WORK TO BE COMPLETED
List every line in the records below that contains the string "bulldozer", copying each matching line in full.
::::::::
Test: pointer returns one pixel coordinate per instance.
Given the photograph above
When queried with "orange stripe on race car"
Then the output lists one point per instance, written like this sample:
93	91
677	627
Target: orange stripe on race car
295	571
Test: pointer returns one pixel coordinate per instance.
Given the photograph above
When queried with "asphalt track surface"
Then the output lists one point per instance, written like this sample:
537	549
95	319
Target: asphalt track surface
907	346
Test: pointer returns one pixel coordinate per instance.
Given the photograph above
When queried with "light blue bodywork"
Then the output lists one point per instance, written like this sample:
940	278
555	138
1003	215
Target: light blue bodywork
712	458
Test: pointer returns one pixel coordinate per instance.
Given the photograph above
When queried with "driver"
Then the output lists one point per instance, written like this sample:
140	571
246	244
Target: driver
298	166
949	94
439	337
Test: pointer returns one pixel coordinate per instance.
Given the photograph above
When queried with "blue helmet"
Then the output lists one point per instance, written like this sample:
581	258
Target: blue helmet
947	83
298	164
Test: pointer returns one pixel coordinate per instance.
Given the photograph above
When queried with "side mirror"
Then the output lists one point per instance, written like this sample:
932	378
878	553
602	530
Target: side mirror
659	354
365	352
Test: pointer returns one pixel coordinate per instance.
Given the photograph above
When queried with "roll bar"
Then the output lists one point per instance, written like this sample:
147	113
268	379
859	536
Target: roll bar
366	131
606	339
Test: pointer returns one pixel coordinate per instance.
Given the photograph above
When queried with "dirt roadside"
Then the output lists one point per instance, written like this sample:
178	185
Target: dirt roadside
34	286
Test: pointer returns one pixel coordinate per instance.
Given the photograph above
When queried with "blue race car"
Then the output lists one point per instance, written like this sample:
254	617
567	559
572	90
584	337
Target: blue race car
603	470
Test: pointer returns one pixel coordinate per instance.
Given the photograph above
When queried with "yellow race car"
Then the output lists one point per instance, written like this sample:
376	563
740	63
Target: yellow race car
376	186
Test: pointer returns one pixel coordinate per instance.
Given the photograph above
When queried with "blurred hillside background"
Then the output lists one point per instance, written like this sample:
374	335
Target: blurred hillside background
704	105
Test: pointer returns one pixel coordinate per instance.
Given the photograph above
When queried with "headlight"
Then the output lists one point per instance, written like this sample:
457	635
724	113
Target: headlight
::::::::
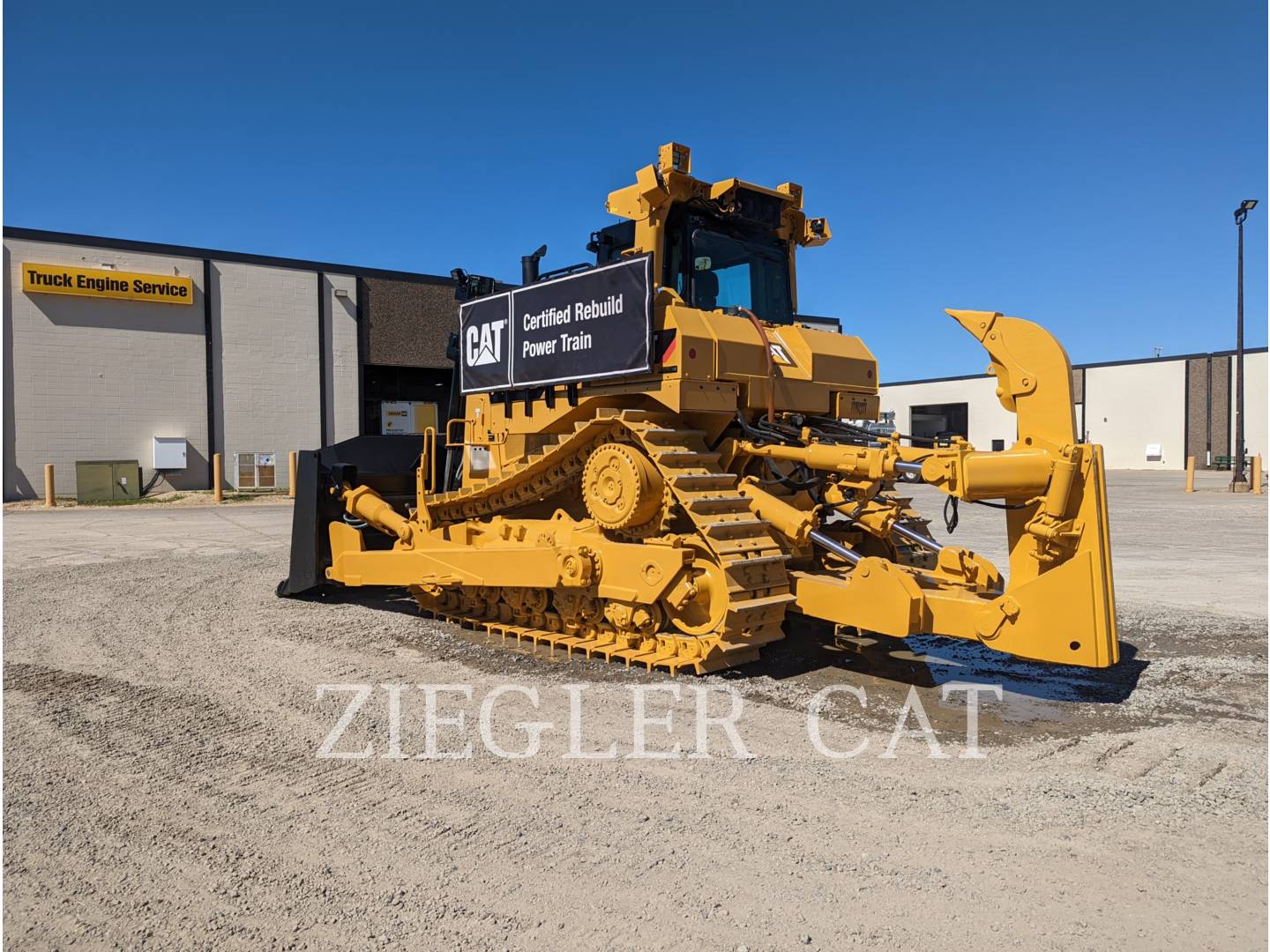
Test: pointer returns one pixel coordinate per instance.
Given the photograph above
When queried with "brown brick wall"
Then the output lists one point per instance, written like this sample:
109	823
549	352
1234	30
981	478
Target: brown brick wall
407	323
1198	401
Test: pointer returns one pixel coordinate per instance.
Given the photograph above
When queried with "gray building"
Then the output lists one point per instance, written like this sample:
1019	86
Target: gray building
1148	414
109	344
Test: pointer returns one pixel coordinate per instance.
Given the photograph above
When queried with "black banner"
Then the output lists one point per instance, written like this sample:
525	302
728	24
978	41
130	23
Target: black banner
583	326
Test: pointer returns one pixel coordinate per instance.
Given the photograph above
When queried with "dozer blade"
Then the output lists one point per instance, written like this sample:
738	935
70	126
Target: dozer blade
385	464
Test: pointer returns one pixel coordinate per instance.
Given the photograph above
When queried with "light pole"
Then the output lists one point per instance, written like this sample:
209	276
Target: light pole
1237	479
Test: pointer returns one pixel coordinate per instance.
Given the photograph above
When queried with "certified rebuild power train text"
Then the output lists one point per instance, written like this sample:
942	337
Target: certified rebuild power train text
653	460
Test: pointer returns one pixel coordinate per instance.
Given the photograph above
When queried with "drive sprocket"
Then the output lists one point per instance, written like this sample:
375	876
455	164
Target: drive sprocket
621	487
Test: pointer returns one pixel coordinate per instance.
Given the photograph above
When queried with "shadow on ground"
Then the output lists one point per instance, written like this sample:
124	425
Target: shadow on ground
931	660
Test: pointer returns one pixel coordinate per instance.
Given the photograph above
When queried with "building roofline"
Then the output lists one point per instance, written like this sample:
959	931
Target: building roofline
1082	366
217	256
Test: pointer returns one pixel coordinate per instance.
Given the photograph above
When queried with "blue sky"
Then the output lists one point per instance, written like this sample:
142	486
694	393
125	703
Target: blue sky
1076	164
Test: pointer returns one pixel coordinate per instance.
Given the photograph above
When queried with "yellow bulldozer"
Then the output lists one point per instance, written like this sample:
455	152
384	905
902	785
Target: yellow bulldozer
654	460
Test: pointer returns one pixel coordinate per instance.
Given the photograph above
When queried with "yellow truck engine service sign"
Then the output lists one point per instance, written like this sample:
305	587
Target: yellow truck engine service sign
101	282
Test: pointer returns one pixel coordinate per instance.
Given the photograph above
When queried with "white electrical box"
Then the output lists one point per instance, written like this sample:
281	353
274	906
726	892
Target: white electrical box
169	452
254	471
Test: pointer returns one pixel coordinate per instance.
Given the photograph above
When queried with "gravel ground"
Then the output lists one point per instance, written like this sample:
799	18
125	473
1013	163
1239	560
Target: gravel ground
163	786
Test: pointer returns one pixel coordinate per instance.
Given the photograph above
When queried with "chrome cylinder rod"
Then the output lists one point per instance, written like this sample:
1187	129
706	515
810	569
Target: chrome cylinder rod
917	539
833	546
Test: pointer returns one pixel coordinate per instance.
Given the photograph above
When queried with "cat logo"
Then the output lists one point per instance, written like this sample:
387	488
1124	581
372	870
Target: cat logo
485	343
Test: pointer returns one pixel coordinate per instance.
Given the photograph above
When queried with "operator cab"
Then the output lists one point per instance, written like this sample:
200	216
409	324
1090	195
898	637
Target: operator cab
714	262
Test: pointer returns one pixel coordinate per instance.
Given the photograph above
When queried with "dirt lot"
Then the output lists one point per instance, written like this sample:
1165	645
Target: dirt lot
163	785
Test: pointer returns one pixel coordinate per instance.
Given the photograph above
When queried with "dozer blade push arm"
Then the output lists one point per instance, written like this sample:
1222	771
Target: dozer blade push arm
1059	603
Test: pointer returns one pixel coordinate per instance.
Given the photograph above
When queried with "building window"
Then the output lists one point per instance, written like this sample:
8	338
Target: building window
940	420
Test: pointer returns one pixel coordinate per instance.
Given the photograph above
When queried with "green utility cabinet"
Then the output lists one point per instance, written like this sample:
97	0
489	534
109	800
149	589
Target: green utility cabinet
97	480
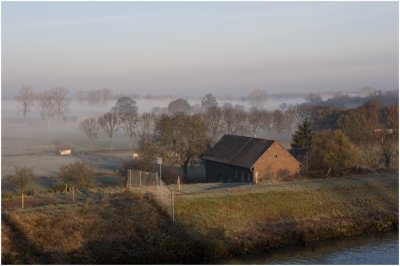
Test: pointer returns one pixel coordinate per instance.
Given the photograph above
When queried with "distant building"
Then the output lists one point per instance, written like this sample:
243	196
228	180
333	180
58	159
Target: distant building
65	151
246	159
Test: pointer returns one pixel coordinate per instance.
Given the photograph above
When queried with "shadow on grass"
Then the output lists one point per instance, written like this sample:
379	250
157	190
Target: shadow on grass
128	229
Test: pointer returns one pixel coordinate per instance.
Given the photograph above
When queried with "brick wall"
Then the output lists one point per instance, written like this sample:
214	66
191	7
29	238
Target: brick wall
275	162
::::::::
RESULT
When queried with "yellow bulldozer"
Target: yellow bulldozer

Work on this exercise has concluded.